Records supplied –
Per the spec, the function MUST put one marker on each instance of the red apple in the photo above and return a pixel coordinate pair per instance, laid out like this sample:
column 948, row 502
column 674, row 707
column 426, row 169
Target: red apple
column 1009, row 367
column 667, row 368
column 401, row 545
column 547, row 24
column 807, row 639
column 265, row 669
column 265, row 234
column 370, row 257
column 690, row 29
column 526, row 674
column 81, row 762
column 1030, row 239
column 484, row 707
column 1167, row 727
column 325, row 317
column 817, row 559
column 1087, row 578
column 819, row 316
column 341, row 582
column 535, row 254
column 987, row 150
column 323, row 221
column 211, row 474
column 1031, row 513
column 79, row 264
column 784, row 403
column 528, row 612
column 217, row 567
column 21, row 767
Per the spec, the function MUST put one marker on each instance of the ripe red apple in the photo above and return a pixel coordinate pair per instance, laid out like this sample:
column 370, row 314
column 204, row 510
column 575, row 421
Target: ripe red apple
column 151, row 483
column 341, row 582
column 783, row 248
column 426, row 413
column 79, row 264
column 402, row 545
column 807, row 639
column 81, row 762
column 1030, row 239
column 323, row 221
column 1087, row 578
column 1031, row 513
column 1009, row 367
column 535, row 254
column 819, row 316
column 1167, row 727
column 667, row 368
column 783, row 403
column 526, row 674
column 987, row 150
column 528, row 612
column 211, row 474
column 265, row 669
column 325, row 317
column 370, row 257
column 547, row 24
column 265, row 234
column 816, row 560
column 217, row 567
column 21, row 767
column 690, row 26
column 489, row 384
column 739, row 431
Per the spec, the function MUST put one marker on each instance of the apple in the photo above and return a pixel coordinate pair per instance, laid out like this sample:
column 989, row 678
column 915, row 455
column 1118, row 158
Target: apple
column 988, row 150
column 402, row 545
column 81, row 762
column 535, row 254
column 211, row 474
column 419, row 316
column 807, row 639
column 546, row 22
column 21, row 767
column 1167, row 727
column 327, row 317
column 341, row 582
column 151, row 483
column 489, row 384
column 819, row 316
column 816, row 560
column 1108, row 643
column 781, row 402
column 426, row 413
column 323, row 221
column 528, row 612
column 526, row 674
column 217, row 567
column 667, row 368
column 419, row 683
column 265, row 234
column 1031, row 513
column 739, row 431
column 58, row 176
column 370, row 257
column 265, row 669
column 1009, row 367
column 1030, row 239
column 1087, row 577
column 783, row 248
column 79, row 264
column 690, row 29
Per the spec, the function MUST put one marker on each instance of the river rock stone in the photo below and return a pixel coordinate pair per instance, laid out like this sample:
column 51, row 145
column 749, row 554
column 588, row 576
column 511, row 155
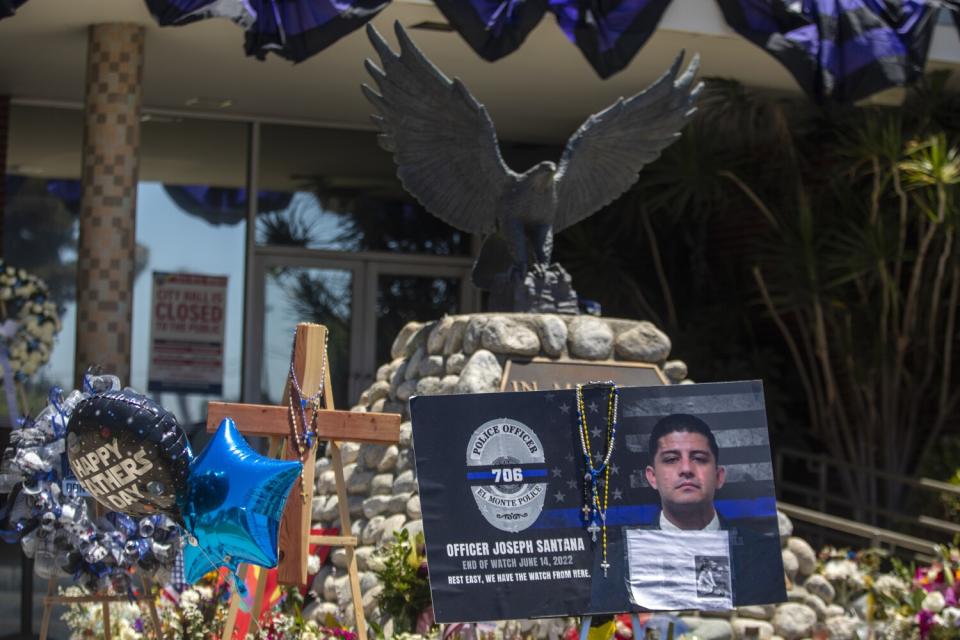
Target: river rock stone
column 794, row 620
column 438, row 336
column 418, row 339
column 400, row 342
column 820, row 586
column 375, row 505
column 710, row 628
column 842, row 627
column 406, row 390
column 643, row 343
column 431, row 366
column 455, row 337
column 369, row 599
column 363, row 556
column 389, row 458
column 382, row 484
column 553, row 335
column 429, row 386
column 330, row 509
column 404, row 461
column 806, row 556
column 413, row 364
column 481, row 373
column 391, row 525
column 355, row 505
column 413, row 528
column 448, row 384
column 406, row 434
column 455, row 363
column 590, row 338
column 500, row 335
column 349, row 452
column 818, row 606
column 413, row 507
column 398, row 503
column 675, row 370
column 396, row 379
column 339, row 558
column 405, row 482
column 316, row 507
column 373, row 530
column 319, row 610
column 359, row 482
column 790, row 564
column 757, row 611
column 326, row 482
column 471, row 335
column 380, row 389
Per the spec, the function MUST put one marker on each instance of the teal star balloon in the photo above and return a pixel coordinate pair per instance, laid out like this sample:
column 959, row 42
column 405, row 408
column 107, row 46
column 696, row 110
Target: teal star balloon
column 233, row 504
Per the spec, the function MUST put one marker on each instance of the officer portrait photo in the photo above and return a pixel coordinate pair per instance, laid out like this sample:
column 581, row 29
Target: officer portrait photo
column 690, row 554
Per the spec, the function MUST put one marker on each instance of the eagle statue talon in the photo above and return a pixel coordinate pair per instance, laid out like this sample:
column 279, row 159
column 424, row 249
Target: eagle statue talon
column 448, row 158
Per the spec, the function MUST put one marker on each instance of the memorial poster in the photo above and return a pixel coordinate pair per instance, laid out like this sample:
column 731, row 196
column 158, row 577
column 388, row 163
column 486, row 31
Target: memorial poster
column 505, row 493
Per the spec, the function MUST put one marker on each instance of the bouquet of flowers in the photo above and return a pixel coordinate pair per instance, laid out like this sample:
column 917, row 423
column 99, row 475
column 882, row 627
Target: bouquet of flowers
column 936, row 594
column 29, row 321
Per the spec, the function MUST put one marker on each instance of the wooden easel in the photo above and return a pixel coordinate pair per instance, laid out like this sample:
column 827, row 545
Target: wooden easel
column 51, row 599
column 336, row 426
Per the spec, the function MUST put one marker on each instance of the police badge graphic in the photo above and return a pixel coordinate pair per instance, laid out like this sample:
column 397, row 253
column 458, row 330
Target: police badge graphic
column 507, row 473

Description of the task –
Copy all of the data above, replacing each "marker" with "pin" and changing nothing else. Leave the pictures out.

The result –
Per the spec, the function MUST put one pin on each instance of the red apple in the photo above and return a pixel coordinate pair per instance, laid out like this sample:
column 948, row 502
column 674, row 707
column 426, row 169
Target: red apple
column 1009, row 367
column 667, row 368
column 401, row 545
column 547, row 24
column 807, row 639
column 265, row 669
column 265, row 234
column 370, row 257
column 690, row 29
column 526, row 674
column 81, row 762
column 1030, row 239
column 484, row 707
column 1167, row 727
column 325, row 317
column 817, row 559
column 1087, row 578
column 819, row 316
column 341, row 582
column 535, row 254
column 987, row 150
column 323, row 221
column 211, row 474
column 1031, row 513
column 79, row 264
column 784, row 403
column 528, row 612
column 217, row 567
column 21, row 767
Per the spec, the function MUST put one pin on each instance of the ripe red apple in the photo above and return a pixel coordinate pair per instance, laid out like this sample:
column 370, row 314
column 204, row 510
column 575, row 421
Target: ripe red apple
column 151, row 483
column 341, row 582
column 783, row 248
column 426, row 413
column 79, row 264
column 402, row 545
column 807, row 639
column 81, row 762
column 1030, row 239
column 323, row 221
column 1087, row 578
column 1031, row 513
column 1009, row 367
column 535, row 254
column 819, row 316
column 1167, row 727
column 667, row 368
column 783, row 403
column 526, row 674
column 987, row 150
column 528, row 612
column 211, row 474
column 265, row 669
column 325, row 317
column 370, row 257
column 547, row 24
column 265, row 234
column 816, row 560
column 217, row 567
column 21, row 767
column 690, row 26
column 489, row 384
column 739, row 431
Per the spec, the function MUST put one pin on each instance of the apple in the photo above and return a pixel coordinate pair per instance, laid out like this sample:
column 989, row 678
column 915, row 455
column 1118, row 158
Target: apple
column 988, row 150
column 402, row 545
column 81, row 762
column 535, row 254
column 211, row 474
column 419, row 316
column 807, row 639
column 546, row 22
column 21, row 767
column 1167, row 727
column 327, row 317
column 341, row 582
column 151, row 483
column 489, row 384
column 819, row 316
column 816, row 560
column 1108, row 643
column 781, row 402
column 426, row 413
column 323, row 221
column 528, row 612
column 526, row 674
column 217, row 567
column 667, row 368
column 419, row 683
column 265, row 234
column 1031, row 513
column 739, row 431
column 58, row 176
column 370, row 257
column 265, row 669
column 1009, row 367
column 1030, row 239
column 1087, row 577
column 783, row 248
column 79, row 264
column 690, row 29
Per the spec, the function MUST put one pin on each instance of the river rock stone in the photo below and return a pixel coordinate pair per instance, laid out like this sample:
column 51, row 145
column 749, row 554
column 588, row 576
column 511, row 155
Target: river rock stone
column 794, row 620
column 438, row 336
column 418, row 339
column 400, row 342
column 820, row 586
column 375, row 505
column 710, row 628
column 842, row 627
column 406, row 390
column 643, row 343
column 431, row 366
column 455, row 337
column 369, row 599
column 363, row 556
column 389, row 458
column 382, row 484
column 553, row 335
column 429, row 386
column 330, row 509
column 404, row 461
column 806, row 556
column 413, row 364
column 481, row 373
column 391, row 525
column 355, row 505
column 413, row 528
column 448, row 384
column 406, row 434
column 455, row 363
column 590, row 338
column 500, row 335
column 349, row 452
column 818, row 606
column 413, row 507
column 398, row 503
column 675, row 370
column 396, row 379
column 339, row 558
column 405, row 482
column 316, row 507
column 373, row 530
column 319, row 610
column 359, row 482
column 790, row 564
column 757, row 611
column 326, row 482
column 471, row 335
column 380, row 389
Per the spec, the function MUST put one pin on each instance of the teal star balloon in the photo above and return a pixel coordinate pair per instance, laid out like this sample:
column 959, row 42
column 405, row 408
column 107, row 46
column 696, row 110
Target: teal star balloon
column 233, row 504
Per the spec, the function MUST put one pin on each instance of the officer portrait photo in the photo above and return a pixel coordinate pair per instance, laid out like this sample:
column 581, row 29
Target: officer portrait photo
column 690, row 554
Per the spec, the function MUST put one pin on each instance of the eagle statue talon in the photo above and return a pixel coordinate pair per instance, laid out like this sample:
column 279, row 159
column 424, row 249
Target: eagle statue talon
column 448, row 158
Per the spec, the function MUST put one pin on each instance of the memorial poster in the photo above and return a pixel coordinate pair per instance, laid out like this sample:
column 731, row 196
column 158, row 577
column 388, row 163
column 486, row 31
Target: memorial poster
column 505, row 493
Per the spec, the function MUST put one pin on each instance of the bouquet of flowers in the photo above and return a pixel coordinate pair per instance, laid out like this sample:
column 917, row 423
column 99, row 475
column 882, row 627
Target: bouquet of flowers
column 936, row 594
column 29, row 321
Per the spec, the function MUST put one pin on each instance of the wooden easel in the photo above and return a pixel coordinate pair per instance, laid out like this sample:
column 827, row 545
Target: wooden easel
column 51, row 599
column 336, row 426
Per the spec, the function MUST put one pin on each instance of the police badge graphic in the photo above and return a pixel coordinate pair per instance, laid out like this sample:
column 397, row 253
column 458, row 330
Target: police badge graphic
column 507, row 473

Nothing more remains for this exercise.